Photo-based referring expression data:
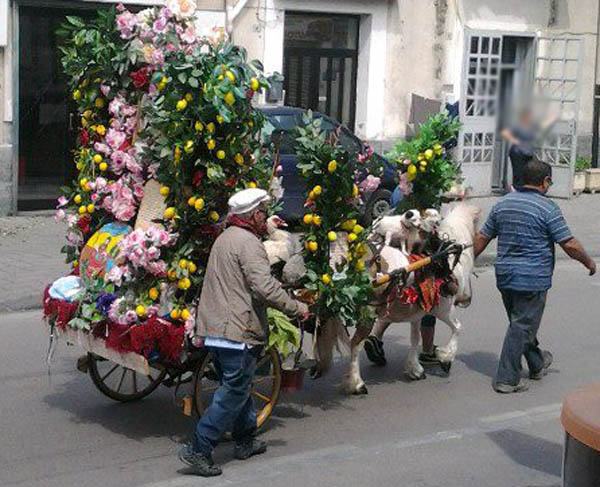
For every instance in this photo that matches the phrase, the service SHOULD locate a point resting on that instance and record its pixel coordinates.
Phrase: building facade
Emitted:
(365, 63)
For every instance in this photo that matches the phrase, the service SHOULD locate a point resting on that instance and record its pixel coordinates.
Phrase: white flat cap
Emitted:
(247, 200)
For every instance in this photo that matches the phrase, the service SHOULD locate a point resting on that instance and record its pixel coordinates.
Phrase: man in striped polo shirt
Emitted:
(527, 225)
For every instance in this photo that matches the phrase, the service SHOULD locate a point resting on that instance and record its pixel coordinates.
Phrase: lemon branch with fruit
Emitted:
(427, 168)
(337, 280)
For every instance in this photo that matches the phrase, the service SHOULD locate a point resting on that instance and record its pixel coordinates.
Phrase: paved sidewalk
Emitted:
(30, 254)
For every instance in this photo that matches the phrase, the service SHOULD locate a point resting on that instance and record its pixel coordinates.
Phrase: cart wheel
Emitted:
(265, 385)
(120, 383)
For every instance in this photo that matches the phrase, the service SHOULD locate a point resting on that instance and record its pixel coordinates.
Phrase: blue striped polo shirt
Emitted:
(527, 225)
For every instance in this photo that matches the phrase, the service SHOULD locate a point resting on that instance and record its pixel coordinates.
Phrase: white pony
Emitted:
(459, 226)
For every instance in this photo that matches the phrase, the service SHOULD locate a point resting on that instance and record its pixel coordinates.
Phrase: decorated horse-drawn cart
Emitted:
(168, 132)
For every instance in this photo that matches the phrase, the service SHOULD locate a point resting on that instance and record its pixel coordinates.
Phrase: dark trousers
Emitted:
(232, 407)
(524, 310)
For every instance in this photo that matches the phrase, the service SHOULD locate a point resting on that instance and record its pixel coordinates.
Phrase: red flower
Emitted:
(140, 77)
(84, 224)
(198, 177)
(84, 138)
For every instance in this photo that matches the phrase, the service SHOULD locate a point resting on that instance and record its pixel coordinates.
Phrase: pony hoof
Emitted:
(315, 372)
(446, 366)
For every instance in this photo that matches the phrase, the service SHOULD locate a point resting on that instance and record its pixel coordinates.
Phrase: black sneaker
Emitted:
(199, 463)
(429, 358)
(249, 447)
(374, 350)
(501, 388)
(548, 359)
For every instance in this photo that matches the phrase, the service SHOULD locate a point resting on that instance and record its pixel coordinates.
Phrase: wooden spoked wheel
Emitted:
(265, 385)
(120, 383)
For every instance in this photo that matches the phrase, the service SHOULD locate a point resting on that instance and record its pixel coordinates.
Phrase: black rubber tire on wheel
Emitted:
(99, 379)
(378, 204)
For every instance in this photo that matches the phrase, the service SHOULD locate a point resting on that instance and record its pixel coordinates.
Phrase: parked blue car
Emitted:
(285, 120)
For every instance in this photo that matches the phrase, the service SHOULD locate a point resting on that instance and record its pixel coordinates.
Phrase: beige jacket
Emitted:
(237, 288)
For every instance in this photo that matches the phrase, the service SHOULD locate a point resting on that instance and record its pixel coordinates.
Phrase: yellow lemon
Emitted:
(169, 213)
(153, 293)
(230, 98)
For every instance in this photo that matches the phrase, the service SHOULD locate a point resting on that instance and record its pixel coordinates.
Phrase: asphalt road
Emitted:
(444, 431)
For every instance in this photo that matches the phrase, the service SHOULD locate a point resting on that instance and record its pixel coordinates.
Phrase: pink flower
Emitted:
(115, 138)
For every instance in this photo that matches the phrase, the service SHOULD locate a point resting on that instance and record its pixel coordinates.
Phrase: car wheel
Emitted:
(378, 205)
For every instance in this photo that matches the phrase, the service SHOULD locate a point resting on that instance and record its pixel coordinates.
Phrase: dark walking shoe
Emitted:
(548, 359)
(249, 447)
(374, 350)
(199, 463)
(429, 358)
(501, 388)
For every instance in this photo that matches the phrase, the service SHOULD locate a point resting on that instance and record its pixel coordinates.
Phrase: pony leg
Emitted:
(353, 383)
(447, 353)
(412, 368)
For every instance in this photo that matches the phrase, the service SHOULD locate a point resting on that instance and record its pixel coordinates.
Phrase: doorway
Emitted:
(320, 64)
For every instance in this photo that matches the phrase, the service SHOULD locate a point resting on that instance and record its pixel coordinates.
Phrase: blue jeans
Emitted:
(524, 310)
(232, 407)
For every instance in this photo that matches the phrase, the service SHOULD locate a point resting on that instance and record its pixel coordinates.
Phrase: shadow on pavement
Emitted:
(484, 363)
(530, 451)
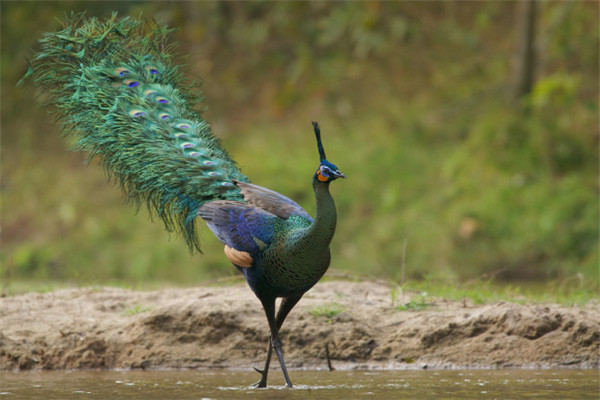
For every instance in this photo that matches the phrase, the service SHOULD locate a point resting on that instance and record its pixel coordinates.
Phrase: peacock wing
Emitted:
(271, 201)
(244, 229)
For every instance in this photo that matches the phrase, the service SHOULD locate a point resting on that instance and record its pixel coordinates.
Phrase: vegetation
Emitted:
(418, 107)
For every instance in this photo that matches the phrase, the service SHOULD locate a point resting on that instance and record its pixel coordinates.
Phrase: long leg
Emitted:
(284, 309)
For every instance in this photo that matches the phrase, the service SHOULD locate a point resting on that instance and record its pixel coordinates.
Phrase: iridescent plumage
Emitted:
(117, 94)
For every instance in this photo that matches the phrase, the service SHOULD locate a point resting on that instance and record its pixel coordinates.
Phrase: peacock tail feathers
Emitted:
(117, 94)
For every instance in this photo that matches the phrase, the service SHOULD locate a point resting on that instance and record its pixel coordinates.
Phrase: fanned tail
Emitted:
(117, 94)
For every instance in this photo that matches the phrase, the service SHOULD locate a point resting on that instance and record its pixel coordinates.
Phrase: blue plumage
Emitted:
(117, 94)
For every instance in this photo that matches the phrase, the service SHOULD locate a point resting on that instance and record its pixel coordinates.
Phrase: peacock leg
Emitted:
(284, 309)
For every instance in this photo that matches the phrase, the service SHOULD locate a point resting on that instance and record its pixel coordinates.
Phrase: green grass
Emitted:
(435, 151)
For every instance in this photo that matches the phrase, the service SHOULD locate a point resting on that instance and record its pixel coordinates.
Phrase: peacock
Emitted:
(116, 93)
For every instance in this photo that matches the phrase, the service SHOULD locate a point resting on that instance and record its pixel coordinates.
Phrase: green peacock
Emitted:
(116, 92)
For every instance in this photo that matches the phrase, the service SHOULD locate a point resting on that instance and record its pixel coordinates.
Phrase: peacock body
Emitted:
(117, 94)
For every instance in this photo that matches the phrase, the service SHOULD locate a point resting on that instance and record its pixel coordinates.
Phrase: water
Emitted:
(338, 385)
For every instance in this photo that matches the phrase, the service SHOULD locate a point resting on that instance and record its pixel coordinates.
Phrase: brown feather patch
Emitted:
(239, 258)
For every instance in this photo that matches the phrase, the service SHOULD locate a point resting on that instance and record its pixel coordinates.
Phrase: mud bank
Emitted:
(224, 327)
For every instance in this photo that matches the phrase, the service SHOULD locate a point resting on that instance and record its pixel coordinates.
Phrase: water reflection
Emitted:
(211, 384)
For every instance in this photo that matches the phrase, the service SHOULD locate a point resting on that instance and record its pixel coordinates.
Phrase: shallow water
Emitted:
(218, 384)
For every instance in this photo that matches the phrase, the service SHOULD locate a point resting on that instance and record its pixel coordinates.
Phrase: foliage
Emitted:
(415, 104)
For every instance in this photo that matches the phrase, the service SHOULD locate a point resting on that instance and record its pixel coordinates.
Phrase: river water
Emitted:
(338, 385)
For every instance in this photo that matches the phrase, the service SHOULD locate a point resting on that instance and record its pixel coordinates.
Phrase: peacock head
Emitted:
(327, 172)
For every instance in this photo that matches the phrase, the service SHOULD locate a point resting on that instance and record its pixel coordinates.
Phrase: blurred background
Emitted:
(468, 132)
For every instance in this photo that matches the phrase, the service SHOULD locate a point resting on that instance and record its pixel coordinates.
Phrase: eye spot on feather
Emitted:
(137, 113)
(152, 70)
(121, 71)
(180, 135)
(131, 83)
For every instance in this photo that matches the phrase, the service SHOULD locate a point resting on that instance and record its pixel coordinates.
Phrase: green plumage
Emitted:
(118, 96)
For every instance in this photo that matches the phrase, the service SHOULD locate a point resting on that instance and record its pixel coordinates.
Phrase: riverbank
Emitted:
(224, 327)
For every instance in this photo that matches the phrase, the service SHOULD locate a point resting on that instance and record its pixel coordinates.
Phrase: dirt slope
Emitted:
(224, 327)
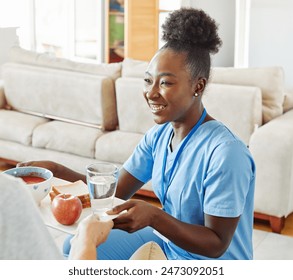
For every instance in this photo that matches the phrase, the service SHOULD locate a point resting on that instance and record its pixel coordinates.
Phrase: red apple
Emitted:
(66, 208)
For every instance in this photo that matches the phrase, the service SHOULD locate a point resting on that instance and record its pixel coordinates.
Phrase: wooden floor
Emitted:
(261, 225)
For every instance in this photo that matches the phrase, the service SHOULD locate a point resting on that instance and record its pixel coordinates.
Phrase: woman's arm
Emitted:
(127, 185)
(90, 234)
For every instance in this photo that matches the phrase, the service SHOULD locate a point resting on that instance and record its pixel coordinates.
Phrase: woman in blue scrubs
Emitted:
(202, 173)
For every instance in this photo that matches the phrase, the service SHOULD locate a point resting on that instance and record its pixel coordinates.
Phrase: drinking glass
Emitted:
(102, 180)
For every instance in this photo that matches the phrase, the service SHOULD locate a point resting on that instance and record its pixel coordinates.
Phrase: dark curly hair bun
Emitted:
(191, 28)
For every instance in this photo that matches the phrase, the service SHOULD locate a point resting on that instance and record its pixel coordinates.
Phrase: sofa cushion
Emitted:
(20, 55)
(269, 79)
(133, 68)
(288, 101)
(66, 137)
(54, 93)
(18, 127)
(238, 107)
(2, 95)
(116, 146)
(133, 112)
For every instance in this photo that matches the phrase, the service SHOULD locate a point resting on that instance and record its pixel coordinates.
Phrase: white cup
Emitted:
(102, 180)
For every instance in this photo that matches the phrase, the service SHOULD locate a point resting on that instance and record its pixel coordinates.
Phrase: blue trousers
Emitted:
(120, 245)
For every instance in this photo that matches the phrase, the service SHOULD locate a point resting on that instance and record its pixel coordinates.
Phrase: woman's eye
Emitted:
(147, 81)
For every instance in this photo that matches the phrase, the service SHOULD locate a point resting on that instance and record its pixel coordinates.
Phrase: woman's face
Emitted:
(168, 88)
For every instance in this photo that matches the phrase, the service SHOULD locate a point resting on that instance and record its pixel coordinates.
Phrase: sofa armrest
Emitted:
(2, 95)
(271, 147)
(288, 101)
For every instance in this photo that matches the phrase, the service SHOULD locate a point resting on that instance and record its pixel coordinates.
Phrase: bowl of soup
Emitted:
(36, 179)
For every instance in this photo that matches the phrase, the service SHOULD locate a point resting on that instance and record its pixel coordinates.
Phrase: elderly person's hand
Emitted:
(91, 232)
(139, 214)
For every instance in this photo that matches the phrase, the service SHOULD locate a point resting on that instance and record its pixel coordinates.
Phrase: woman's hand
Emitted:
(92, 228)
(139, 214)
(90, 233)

--

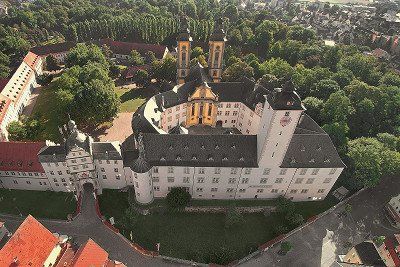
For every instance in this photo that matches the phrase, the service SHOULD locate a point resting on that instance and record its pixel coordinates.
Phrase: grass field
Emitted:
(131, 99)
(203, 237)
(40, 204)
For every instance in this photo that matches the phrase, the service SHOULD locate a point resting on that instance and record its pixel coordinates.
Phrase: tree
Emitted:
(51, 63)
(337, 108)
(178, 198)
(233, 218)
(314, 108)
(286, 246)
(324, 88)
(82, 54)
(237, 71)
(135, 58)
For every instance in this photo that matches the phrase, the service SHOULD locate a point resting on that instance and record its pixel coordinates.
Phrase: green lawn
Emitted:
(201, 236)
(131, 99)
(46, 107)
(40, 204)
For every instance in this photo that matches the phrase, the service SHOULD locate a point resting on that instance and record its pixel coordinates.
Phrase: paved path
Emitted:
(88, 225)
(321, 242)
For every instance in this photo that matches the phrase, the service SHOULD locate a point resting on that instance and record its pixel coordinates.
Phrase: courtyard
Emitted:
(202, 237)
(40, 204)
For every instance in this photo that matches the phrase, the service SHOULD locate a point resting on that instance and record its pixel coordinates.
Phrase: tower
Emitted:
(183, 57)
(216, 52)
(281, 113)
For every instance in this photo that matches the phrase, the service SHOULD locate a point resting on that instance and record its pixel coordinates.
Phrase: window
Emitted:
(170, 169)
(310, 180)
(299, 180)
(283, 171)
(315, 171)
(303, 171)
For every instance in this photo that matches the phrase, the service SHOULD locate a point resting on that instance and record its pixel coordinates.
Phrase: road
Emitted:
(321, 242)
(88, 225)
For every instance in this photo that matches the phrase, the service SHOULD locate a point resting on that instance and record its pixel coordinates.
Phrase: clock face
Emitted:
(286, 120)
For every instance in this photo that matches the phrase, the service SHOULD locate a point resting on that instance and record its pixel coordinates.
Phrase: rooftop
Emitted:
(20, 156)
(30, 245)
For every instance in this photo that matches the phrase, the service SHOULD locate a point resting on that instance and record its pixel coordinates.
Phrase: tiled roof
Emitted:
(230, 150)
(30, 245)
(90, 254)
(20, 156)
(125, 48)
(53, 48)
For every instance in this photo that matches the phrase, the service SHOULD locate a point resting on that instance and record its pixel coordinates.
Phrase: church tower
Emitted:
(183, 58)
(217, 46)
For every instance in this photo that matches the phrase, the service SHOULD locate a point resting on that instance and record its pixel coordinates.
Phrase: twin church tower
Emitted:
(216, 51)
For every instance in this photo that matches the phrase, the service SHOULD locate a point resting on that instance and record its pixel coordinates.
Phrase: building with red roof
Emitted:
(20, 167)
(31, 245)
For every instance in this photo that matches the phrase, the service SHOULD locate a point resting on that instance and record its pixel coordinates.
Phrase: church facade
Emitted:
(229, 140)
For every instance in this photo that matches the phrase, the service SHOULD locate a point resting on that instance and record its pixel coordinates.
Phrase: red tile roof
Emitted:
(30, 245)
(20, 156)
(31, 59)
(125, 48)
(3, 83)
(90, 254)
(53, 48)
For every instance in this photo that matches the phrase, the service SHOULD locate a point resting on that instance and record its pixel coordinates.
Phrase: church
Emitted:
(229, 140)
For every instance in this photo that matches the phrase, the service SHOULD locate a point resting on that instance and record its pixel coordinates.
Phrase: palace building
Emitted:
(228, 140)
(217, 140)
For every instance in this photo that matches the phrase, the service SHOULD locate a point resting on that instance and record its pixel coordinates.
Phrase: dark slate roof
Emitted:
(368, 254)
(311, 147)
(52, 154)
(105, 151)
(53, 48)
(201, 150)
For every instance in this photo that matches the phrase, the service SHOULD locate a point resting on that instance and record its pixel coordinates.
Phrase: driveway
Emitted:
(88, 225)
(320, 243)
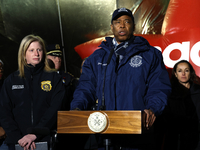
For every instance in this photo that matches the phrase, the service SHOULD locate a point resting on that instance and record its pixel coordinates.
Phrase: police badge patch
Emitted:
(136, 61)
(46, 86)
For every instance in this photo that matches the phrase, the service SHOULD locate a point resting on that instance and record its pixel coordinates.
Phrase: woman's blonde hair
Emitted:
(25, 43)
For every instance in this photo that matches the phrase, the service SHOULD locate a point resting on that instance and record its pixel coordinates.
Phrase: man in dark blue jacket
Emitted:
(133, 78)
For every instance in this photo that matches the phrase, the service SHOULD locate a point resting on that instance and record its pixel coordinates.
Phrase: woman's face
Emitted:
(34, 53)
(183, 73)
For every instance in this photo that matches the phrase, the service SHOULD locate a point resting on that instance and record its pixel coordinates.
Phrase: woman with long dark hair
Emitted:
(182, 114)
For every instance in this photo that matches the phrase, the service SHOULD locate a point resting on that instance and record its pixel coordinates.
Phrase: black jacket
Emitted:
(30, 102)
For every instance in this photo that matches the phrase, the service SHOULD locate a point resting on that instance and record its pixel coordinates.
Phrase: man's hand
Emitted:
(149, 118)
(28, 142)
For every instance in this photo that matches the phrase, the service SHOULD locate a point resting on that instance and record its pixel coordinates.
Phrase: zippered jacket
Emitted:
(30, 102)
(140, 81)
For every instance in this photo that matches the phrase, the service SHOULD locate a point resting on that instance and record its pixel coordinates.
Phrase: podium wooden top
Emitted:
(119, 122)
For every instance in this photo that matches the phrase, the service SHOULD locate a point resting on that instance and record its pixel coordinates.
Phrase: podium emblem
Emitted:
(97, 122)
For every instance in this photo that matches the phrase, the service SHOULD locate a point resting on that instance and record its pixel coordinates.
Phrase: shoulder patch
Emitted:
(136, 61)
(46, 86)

* * *

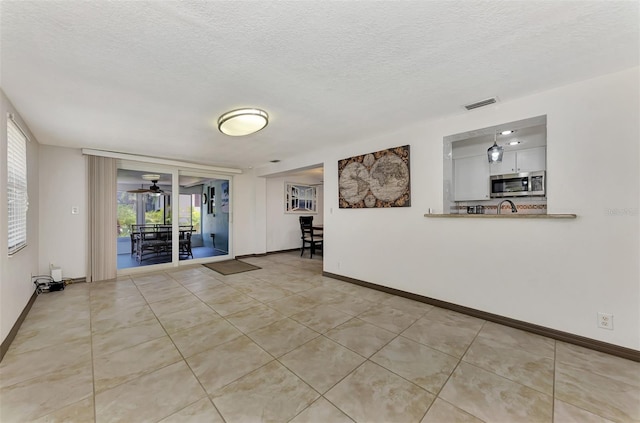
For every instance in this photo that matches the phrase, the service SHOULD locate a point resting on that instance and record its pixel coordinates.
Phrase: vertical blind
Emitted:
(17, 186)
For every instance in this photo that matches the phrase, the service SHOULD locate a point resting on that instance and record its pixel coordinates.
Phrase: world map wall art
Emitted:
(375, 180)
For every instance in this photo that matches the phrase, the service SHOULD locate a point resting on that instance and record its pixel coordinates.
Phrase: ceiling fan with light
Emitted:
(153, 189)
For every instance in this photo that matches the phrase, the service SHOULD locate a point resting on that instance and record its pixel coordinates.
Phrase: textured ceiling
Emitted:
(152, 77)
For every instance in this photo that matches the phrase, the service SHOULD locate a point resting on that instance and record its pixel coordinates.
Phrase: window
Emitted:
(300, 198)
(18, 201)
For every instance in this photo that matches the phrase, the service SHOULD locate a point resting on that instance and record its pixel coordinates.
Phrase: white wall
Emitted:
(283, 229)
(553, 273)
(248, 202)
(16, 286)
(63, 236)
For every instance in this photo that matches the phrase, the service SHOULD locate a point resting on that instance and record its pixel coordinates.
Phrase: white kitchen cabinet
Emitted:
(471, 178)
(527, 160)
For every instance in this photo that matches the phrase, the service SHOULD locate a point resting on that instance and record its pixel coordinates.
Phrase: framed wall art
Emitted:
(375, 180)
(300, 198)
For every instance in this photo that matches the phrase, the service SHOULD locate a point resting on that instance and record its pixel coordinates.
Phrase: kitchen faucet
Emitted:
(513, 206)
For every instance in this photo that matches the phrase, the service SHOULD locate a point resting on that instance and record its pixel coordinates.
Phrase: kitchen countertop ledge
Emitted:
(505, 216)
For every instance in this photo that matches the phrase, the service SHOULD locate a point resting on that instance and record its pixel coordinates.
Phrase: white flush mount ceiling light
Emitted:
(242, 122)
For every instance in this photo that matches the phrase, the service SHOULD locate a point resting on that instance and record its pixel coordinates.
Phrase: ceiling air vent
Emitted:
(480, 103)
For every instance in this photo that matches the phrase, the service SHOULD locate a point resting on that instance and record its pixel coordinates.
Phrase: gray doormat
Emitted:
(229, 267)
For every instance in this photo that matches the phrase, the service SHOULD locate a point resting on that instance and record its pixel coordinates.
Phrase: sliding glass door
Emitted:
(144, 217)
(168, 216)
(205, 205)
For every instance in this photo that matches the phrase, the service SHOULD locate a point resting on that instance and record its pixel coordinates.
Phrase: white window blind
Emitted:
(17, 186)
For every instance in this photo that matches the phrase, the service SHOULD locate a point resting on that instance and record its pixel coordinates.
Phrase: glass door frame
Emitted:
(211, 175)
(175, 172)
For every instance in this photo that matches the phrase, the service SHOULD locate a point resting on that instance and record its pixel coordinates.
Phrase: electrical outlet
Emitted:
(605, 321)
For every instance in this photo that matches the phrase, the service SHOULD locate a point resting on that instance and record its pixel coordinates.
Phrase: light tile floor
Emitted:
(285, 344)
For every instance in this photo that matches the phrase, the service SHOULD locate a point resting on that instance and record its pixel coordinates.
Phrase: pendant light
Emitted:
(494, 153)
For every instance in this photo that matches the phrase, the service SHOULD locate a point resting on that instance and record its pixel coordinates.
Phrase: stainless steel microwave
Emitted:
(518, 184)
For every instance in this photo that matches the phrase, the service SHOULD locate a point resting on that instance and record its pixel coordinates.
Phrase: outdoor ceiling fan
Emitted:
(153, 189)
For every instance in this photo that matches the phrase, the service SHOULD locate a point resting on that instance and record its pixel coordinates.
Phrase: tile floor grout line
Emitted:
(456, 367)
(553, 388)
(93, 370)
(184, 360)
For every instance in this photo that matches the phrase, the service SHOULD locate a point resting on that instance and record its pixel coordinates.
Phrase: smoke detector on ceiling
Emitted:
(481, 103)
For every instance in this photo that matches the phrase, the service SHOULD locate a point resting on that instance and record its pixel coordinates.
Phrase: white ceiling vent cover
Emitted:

GOAL OF THE EXERCISE:
Wherever a line of the data above contains "building", copy that line.

ANSWER BOX:
Phrase: building facade
Phrase: building with red roof
Phrase: palace building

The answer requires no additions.